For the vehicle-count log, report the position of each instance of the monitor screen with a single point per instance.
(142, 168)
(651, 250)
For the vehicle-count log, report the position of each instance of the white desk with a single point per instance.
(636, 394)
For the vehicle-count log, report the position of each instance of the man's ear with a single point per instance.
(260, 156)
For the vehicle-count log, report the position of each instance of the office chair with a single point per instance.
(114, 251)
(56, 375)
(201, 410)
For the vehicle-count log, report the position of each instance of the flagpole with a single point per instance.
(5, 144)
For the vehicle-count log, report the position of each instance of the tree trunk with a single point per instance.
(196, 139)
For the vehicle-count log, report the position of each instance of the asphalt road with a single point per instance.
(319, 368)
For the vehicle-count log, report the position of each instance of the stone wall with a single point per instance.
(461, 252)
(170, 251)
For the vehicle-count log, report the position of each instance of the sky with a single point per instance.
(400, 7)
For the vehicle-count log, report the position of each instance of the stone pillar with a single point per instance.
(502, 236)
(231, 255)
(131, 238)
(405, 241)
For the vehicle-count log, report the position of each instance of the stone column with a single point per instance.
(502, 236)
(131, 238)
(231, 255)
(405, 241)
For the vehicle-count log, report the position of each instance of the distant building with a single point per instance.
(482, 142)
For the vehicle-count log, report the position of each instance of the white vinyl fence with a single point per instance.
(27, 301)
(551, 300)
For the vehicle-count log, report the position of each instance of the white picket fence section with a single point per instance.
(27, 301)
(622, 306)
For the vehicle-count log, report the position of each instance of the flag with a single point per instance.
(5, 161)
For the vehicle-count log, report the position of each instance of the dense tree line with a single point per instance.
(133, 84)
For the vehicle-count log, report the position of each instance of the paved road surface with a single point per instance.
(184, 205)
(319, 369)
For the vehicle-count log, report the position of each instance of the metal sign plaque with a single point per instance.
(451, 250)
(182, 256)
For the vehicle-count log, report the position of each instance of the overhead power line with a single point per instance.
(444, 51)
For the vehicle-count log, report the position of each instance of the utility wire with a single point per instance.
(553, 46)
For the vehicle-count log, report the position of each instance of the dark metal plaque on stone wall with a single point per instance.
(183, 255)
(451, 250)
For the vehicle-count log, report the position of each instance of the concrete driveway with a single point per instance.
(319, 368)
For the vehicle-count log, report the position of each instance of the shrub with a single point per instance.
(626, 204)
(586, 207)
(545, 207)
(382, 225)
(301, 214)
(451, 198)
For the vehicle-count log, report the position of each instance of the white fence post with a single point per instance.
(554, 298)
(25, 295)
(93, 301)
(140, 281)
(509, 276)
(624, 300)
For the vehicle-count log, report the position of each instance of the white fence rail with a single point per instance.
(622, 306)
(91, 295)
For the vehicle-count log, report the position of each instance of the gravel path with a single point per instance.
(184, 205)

▸ **To do**:
Arrange the lines as a numbered list, skipping any blank lines. Begin with the line containing "rail with a single point per instance." and continue through the last line of the data.

▸ **Task output**:
1. For the vehicle-count log, report the position of each instance of the white fence rail with a single point per instance.
2. (622, 306)
3. (91, 295)
4. For the vehicle-count log, report the position of each instance of the gravel path with a single point per instance.
5. (184, 205)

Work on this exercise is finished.